■ Assignment:
Scan the records below for the word "pants". Copy each line where it appears.
**********
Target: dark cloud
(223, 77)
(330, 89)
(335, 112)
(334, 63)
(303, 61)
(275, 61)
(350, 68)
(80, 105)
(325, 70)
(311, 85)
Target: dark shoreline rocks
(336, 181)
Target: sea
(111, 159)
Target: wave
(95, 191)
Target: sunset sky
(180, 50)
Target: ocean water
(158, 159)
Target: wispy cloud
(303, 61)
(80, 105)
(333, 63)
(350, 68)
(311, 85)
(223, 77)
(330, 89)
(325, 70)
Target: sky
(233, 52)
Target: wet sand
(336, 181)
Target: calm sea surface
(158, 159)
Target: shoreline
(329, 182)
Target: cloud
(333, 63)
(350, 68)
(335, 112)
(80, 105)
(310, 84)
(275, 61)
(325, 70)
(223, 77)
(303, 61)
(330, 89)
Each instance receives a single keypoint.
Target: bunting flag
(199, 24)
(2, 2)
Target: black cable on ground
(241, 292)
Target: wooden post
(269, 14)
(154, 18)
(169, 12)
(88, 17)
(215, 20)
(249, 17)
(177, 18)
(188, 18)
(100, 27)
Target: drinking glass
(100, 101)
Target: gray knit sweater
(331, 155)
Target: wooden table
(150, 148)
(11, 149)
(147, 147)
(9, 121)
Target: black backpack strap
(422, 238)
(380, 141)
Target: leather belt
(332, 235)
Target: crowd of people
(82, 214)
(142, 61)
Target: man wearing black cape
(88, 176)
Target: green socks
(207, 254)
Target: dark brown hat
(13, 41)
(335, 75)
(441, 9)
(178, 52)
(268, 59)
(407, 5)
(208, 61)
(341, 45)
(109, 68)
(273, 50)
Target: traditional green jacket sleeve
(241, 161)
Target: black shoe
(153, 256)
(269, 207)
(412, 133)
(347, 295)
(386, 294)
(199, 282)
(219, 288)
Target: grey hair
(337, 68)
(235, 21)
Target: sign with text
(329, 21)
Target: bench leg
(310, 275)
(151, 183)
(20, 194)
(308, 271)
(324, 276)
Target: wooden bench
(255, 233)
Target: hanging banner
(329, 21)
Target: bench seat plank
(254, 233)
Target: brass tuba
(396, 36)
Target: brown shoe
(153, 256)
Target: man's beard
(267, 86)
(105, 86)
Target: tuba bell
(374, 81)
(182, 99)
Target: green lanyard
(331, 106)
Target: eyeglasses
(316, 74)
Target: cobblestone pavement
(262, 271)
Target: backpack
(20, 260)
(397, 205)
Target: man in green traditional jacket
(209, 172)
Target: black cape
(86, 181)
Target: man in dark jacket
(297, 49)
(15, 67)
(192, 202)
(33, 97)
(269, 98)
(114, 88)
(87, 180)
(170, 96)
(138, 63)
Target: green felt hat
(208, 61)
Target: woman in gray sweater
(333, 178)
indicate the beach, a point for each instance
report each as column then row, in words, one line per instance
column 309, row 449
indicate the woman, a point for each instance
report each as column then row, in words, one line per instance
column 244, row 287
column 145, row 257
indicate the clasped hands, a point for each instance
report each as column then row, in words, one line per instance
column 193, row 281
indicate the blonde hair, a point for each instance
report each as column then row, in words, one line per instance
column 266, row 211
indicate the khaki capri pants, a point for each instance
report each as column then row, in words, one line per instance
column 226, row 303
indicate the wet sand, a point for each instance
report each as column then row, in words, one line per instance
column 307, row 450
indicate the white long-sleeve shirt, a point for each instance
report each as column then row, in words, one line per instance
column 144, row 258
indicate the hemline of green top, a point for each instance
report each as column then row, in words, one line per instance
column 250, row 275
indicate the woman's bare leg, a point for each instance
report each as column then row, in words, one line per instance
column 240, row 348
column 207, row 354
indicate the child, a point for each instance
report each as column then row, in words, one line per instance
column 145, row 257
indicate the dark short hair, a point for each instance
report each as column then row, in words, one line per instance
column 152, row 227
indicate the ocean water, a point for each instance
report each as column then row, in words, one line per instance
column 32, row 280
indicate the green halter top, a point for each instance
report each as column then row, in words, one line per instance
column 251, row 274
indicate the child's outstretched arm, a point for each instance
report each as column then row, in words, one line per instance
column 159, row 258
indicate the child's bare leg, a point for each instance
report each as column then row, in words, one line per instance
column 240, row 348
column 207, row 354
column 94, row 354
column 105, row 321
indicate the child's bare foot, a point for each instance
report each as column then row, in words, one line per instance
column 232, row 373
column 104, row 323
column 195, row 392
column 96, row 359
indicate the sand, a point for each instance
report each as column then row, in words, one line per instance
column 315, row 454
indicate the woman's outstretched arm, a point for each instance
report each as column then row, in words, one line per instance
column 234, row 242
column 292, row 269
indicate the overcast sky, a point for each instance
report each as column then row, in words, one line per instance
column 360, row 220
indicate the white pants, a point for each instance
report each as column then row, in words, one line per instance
**********
■ Response:
indicate the khaki capri pants, a point for each instance
indicate the white pants, a point for each instance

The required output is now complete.